::: Input rows
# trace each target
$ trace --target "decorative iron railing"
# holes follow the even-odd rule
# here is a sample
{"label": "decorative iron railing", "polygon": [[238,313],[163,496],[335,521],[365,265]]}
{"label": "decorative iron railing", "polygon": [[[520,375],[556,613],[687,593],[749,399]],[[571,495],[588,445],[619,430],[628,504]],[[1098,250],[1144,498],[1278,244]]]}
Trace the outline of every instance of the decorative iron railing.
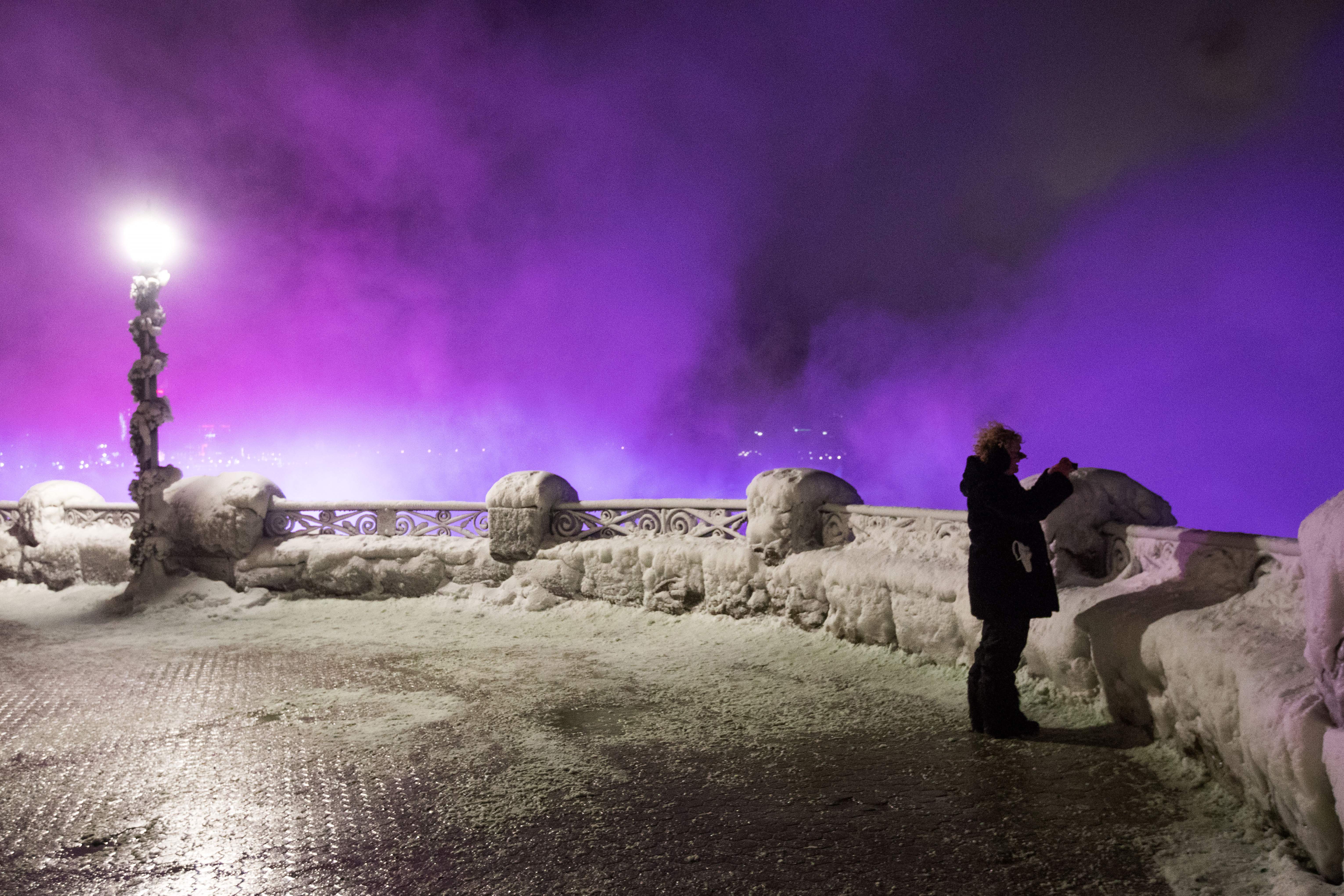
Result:
{"label": "decorative iron railing", "polygon": [[[65,512],[66,523],[70,525],[89,527],[99,523],[110,523],[129,529],[140,519],[140,509],[129,501],[122,504],[67,504]],[[0,501],[0,528],[8,529],[19,521],[19,502]]]}
{"label": "decorative iron railing", "polygon": [[900,529],[926,525],[939,539],[965,532],[965,510],[941,510],[935,508],[876,506],[872,504],[823,504],[821,543],[827,547],[853,540],[851,516],[887,517]]}
{"label": "decorative iron railing", "polygon": [[300,535],[444,535],[473,539],[489,535],[489,513],[478,501],[276,498],[262,531],[273,539]]}
{"label": "decorative iron railing", "polygon": [[1302,555],[1297,539],[1281,539],[1274,535],[1250,535],[1247,532],[1214,532],[1211,529],[1185,529],[1179,525],[1125,525],[1124,523],[1106,523],[1101,527],[1106,535],[1117,539],[1153,539],[1157,541],[1177,541],[1180,544],[1199,544],[1214,548],[1234,548],[1239,551],[1259,551],[1263,553],[1277,553],[1285,557]]}
{"label": "decorative iron railing", "polygon": [[574,501],[551,508],[551,536],[583,541],[628,535],[745,539],[747,502],[715,498]]}
{"label": "decorative iron railing", "polygon": [[120,525],[124,529],[129,529],[140,519],[140,508],[134,504],[126,502],[106,502],[106,504],[67,504],[66,505],[66,523],[78,527],[97,525],[99,523],[110,523],[112,525]]}
{"label": "decorative iron railing", "polygon": [[[17,523],[17,501],[0,501],[0,529]],[[927,521],[937,535],[964,531],[965,510],[937,508],[875,506],[870,504],[821,505],[825,544],[852,537],[851,516],[888,517],[896,527]],[[130,502],[67,504],[66,521],[89,527],[113,524],[130,528],[140,512]],[[718,498],[665,498],[575,501],[551,510],[551,535],[556,541],[609,539],[629,535],[689,535],[745,539],[747,502]],[[489,510],[481,501],[290,501],[276,498],[266,514],[265,535],[425,535],[488,537]],[[1300,556],[1297,539],[1243,532],[1212,532],[1181,527],[1148,527],[1107,523],[1102,531],[1124,543],[1152,539],[1208,547]]]}

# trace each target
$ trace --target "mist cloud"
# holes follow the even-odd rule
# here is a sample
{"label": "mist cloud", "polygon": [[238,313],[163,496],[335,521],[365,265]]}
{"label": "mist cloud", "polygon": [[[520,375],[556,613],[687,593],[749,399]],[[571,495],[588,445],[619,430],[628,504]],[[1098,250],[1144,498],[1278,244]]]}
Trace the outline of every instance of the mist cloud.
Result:
{"label": "mist cloud", "polygon": [[[1306,185],[1339,154],[1289,157],[1340,120],[1337,4],[719,5],[7,5],[0,443],[114,437],[108,228],[148,197],[191,239],[164,441],[228,423],[321,458],[292,494],[472,498],[538,466],[737,494],[798,462],[777,433],[829,427],[843,461],[814,465],[870,501],[949,504],[991,415],[1183,521],[1284,532],[1337,489],[1239,485],[1339,433],[1223,351],[1275,302],[1255,363],[1331,332],[1297,320],[1333,320],[1329,251],[1250,250],[1340,234]],[[1227,407],[1277,434],[1257,463],[1218,457]],[[1171,433],[1203,462],[1154,451]]]}

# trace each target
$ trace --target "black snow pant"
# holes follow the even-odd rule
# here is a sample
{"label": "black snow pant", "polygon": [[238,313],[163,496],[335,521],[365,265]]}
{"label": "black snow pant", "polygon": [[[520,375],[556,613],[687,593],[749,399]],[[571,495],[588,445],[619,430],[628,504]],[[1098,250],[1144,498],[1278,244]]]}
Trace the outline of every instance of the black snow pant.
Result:
{"label": "black snow pant", "polygon": [[985,619],[976,662],[966,677],[970,725],[992,735],[1011,735],[1027,721],[1017,707],[1017,664],[1027,646],[1027,617]]}

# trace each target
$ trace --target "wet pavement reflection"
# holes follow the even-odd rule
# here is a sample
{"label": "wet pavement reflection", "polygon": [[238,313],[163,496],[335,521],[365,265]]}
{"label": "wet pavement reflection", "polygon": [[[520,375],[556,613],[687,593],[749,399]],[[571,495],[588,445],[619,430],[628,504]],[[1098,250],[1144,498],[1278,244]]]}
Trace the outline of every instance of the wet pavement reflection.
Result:
{"label": "wet pavement reflection", "polygon": [[[1126,729],[993,742],[945,713],[711,748],[646,695],[562,704],[538,724],[606,771],[552,762],[535,811],[482,821],[526,759],[454,748],[488,705],[384,724],[379,695],[464,693],[417,657],[0,643],[3,893],[1171,892]],[[362,699],[286,703],[320,692]]]}

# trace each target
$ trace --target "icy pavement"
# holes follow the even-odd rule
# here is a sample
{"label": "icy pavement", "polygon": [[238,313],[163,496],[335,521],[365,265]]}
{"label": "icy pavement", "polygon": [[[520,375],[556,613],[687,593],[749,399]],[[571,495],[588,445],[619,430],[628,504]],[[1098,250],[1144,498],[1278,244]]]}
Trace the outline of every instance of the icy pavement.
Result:
{"label": "icy pavement", "polygon": [[1310,893],[1095,707],[775,621],[0,583],[4,893]]}

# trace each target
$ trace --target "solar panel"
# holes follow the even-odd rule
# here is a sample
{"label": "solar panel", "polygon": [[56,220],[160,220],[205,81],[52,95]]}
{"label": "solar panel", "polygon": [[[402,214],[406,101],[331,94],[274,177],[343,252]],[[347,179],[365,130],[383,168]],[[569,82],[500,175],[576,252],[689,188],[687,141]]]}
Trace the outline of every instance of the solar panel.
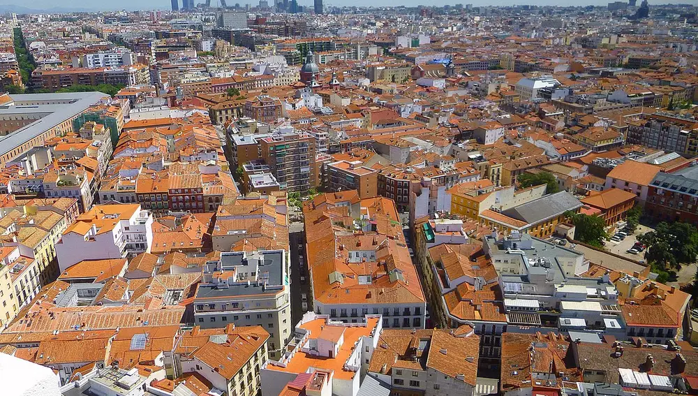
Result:
{"label": "solar panel", "polygon": [[145,341],[148,339],[147,334],[141,333],[134,335],[131,337],[131,345],[130,349],[132,351],[140,351],[145,349]]}

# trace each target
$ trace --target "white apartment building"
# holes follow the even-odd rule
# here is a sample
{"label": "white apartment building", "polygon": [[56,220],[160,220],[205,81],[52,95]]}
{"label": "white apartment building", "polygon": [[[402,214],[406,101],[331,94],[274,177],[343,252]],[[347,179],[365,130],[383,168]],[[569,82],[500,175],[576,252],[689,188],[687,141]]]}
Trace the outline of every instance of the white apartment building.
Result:
{"label": "white apartment building", "polygon": [[260,325],[277,358],[292,334],[290,291],[284,250],[223,252],[206,263],[194,298],[194,323],[202,328]]}
{"label": "white apartment building", "polygon": [[135,54],[125,49],[114,49],[110,52],[86,54],[73,58],[73,67],[96,68],[131,66],[135,63]]}
{"label": "white apartment building", "polygon": [[380,323],[378,315],[350,324],[306,313],[283,355],[262,367],[262,394],[277,396],[287,383],[312,373],[317,381],[314,392],[309,395],[356,396],[373,351],[378,348]]}
{"label": "white apartment building", "polygon": [[560,85],[560,82],[551,77],[522,78],[514,86],[514,91],[519,94],[521,101],[535,99],[538,91],[543,88],[552,88]]}
{"label": "white apartment building", "polygon": [[56,244],[61,271],[83,260],[150,251],[153,217],[139,204],[100,205],[81,214]]}

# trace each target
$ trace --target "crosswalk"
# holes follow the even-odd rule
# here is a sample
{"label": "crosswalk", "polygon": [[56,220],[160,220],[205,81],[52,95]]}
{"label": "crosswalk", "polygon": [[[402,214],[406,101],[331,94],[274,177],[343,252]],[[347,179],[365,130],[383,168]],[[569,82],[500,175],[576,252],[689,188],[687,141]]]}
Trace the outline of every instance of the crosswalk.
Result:
{"label": "crosswalk", "polygon": [[483,396],[497,393],[497,386],[489,383],[477,383],[475,385],[474,396]]}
::::::
Task requirements: Count the lines in the records above that contain the string "cloud" and give only that number.

Full output: 5